> _What the exercise asks_: Extract each line of the material below and reproduce it word for word, in its original order.

> _Provided records_:
--- Start ---
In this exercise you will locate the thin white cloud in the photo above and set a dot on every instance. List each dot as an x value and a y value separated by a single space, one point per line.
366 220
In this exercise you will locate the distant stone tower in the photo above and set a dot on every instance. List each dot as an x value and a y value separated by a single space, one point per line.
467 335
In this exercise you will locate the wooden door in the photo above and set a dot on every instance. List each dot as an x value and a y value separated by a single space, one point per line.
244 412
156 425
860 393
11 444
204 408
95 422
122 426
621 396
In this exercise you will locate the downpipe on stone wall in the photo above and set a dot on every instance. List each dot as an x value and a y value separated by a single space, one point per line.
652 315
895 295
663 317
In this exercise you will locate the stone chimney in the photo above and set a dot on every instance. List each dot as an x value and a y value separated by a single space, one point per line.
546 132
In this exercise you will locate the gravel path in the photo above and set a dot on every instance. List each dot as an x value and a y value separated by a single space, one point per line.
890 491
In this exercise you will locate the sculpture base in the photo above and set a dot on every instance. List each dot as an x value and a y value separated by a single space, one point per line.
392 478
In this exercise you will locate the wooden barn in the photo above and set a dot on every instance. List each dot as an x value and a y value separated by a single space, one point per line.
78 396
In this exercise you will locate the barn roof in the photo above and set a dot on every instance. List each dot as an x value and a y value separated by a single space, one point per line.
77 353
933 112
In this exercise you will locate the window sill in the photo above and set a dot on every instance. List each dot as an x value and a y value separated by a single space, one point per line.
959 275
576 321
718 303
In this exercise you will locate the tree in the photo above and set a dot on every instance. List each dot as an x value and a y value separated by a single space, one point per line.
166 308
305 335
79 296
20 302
--- End ---
> _Solution below_:
In this exercise you will locate the thin white cloud in the photo above and set a dot on every instance. List each dot as an x value and a y value separated by a single space, one point per line.
366 220
In this exercise you will locate the distant stone tower in the photo above and set a dot on every instance. List each dot as an x value and a y value separated by a single space, one point per line.
467 335
In this exercise you will locate the wooden door in the photo above and set a dot on every instance. List each dot as an x value and a y value separated by a single space, one point per line.
244 412
156 425
860 393
11 444
204 408
95 422
122 426
621 396
In this exercise you will locate the downpipe on stone wall in the photo above and set a dot on every instance. List each dot as an x value and a y value separated by a single space, one point per line.
652 315
895 295
663 317
In this exercise you will locate the stone chimney in the photo above and set a dot on every instance. List each dot as an x value and a y value separated by a single space, one point per line.
546 132
In this exercise you will locate the gravel path in the photo above and set a dot on every instance. List each dot as an x value and a y value separated by a single space, one point per line.
890 491
In this exercise you will locate the sculpture base in the photo above and set a dot on every instance. List each dot as an x value and a y value separated by a single space, one point per line.
392 478
In this exercise you will locate the wooden barn in the photo above and set a dot on every instance. List each dot as an x value and a y value separated by a single space, one point per line.
78 396
In this exercise you will locate the barn roof in the photo above and set a dot on every instance. List each dot as an x value and a y value separated by a single space, one point per line.
77 353
933 112
In this exercise you will locate the window sill in the photo above and set a dot on every instance. List each dot as an x value and a y value separated by a single space, one point per line.
959 275
576 321
718 303
In this exercise you will locate the tree in the photo above and set a dot on every instance. List each dot as an x value and a y value separated by a single space, one point per line.
166 308
305 335
79 296
20 302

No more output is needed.